» Problem statement
For this exercise, write out exactly the lines of the material from the one containing "Ground large building" through the end, both ends included, and nothing more.
-- Opening Marker --
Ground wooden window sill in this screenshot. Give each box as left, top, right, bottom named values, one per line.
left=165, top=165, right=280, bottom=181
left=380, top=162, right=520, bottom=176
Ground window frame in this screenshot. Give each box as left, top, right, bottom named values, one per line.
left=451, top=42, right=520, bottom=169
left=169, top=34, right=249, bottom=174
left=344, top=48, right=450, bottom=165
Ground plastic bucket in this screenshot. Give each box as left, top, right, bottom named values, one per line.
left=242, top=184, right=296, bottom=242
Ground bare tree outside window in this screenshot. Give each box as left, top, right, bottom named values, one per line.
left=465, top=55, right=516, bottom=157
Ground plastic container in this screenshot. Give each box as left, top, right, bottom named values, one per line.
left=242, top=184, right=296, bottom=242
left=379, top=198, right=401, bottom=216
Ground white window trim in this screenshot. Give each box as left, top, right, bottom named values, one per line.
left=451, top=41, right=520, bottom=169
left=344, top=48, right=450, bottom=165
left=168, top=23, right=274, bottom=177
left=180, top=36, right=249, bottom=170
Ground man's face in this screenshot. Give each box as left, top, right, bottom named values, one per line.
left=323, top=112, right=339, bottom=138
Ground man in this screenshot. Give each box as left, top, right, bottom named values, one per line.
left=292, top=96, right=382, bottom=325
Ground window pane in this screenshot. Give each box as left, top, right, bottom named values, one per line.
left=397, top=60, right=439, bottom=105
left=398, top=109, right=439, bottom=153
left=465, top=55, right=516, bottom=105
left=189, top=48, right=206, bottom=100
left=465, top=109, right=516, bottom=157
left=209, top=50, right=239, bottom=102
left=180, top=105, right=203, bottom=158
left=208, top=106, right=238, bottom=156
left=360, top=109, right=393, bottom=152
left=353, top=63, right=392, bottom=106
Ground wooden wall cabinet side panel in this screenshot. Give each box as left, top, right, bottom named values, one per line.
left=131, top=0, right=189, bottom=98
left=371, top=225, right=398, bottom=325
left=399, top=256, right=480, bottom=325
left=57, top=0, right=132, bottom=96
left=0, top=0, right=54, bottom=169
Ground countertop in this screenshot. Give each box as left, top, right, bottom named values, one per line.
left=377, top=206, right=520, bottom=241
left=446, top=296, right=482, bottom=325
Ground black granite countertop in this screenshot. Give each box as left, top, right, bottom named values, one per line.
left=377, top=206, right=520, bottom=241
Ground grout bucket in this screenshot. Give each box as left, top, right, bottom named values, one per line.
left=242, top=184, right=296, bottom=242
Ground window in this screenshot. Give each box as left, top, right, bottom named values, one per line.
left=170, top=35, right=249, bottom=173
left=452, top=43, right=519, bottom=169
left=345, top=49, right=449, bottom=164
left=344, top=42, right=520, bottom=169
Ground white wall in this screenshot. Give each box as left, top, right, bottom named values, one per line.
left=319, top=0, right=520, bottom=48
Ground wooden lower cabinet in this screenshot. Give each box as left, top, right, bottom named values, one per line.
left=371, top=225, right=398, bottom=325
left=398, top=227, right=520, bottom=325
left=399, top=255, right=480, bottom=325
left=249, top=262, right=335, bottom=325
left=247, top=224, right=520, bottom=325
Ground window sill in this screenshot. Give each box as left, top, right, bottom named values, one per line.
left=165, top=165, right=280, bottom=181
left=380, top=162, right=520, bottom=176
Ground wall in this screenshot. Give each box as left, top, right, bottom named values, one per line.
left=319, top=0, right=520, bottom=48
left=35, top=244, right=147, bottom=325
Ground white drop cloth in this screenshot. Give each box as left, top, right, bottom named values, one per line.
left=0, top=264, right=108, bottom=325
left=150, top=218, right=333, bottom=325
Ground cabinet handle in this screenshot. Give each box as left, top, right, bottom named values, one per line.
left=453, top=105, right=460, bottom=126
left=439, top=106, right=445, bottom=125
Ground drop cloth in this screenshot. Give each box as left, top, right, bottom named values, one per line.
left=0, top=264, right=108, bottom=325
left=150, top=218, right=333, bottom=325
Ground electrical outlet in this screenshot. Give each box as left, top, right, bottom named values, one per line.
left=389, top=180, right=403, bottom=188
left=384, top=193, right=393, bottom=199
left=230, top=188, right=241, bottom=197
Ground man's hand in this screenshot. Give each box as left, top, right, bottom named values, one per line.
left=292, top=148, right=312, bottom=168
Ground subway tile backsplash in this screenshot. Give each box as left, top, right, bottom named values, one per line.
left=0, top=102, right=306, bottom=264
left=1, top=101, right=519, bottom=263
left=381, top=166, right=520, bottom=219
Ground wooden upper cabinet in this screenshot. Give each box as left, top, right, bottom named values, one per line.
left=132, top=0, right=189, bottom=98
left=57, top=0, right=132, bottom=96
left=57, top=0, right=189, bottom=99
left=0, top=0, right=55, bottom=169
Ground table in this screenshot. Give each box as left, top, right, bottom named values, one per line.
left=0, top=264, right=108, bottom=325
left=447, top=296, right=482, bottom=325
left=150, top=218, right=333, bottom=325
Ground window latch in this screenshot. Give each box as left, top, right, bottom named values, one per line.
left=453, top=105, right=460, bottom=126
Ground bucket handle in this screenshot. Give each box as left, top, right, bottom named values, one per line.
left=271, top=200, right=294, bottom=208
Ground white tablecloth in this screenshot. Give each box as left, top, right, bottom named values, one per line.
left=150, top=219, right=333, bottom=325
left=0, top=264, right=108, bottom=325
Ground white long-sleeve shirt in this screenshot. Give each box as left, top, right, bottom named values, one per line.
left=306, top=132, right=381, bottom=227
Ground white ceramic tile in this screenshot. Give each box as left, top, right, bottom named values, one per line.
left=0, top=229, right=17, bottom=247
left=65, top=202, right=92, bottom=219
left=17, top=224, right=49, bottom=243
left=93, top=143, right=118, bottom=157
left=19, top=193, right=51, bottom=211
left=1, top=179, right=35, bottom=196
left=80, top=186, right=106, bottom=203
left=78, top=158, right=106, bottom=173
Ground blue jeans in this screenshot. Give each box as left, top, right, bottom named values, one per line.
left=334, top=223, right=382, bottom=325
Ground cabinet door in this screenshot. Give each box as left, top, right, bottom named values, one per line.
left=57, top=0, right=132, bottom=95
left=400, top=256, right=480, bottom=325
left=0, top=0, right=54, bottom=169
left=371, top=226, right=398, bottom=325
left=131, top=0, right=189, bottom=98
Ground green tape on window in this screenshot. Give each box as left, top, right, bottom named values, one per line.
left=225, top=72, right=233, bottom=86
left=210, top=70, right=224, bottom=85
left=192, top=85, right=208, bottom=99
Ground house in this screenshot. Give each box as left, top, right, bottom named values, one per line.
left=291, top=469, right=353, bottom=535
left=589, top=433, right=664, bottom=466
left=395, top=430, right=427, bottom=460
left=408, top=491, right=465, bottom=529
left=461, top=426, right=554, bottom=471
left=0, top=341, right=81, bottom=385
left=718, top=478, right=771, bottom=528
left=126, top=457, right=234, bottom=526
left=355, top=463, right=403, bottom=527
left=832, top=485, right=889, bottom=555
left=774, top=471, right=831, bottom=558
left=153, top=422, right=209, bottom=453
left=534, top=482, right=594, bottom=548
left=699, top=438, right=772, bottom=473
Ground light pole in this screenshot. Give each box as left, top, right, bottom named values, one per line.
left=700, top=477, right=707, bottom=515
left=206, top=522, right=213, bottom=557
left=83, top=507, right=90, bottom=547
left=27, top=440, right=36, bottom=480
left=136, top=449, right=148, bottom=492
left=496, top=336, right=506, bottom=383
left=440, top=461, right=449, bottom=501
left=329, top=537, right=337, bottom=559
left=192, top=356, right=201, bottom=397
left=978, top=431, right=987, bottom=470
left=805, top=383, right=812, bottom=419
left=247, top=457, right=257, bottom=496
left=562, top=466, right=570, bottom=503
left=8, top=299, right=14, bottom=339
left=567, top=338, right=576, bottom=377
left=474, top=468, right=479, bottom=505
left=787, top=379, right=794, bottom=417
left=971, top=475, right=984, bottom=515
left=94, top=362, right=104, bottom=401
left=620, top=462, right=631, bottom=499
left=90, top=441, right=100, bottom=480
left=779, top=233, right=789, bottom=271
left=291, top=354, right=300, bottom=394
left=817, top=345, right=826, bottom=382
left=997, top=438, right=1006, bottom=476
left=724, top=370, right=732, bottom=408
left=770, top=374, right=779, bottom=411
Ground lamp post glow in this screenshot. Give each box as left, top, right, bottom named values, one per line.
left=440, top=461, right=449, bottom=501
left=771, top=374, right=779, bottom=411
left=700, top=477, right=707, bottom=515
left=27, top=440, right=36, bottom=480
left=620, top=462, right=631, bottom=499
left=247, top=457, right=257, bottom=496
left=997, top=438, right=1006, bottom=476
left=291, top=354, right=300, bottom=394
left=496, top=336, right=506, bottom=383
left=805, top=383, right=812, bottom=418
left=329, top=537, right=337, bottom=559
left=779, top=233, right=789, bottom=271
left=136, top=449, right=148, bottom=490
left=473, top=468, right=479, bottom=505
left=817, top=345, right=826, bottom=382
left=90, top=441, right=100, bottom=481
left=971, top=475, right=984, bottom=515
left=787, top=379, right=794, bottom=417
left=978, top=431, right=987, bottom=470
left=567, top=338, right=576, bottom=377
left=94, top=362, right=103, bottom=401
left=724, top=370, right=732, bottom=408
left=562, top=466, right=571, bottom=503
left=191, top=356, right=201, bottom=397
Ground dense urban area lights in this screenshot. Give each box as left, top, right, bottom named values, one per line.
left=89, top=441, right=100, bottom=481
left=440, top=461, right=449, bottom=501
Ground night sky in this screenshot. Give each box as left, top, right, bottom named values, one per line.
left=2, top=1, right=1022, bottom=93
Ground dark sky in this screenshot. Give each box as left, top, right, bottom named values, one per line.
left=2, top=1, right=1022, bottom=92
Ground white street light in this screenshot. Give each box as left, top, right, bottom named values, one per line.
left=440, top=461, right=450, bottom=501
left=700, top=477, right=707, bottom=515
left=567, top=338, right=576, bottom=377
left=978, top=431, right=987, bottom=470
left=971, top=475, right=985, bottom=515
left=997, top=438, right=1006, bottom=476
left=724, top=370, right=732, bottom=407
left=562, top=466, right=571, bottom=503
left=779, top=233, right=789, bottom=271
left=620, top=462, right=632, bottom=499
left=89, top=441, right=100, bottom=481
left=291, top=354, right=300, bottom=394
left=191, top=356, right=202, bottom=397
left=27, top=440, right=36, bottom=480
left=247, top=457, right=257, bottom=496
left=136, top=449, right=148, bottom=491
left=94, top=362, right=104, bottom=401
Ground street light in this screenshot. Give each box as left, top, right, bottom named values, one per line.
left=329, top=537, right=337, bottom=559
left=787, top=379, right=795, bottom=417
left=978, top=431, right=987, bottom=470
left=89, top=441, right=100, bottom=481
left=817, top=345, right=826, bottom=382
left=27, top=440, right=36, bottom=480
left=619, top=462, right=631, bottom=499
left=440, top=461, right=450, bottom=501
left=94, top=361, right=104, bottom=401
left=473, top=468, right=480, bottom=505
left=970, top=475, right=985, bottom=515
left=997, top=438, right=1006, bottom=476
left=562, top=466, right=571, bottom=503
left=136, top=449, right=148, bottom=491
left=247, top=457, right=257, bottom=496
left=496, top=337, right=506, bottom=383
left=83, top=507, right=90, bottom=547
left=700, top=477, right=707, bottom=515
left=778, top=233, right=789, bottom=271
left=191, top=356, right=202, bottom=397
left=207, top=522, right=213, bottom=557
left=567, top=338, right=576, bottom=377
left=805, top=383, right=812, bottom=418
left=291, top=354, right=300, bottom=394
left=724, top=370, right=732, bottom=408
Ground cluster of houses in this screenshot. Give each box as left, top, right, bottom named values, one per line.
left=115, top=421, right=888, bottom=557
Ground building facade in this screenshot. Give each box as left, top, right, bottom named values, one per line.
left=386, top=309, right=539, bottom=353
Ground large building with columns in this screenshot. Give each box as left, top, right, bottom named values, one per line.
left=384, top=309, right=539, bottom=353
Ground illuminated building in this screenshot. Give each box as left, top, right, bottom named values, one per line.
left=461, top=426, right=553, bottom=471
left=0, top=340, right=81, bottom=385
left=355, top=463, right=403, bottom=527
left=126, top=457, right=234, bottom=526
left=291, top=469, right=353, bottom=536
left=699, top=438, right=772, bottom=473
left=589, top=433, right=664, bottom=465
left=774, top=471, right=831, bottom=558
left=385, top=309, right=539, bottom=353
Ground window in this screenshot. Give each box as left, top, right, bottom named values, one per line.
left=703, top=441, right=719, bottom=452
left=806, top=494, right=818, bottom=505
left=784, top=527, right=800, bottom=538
-- Closing Marker --
» Task answer
Ground large building with columns in this screenshot. Give each box as left, top, right, bottom named values, one per line.
left=384, top=309, right=539, bottom=353
Ground illuminated building in this screenshot. Give each box as left, top, right, bottom named values, one per line.
left=461, top=426, right=553, bottom=471
left=0, top=340, right=81, bottom=385
left=355, top=463, right=403, bottom=527
left=126, top=457, right=234, bottom=526
left=291, top=469, right=353, bottom=536
left=699, top=438, right=772, bottom=473
left=589, top=433, right=664, bottom=465
left=774, top=471, right=831, bottom=558
left=385, top=309, right=539, bottom=353
Ground window in this screenshot. Give each box as left, top, right, bottom named values, one per line.
left=703, top=441, right=719, bottom=452
left=806, top=494, right=818, bottom=505
left=784, top=527, right=800, bottom=538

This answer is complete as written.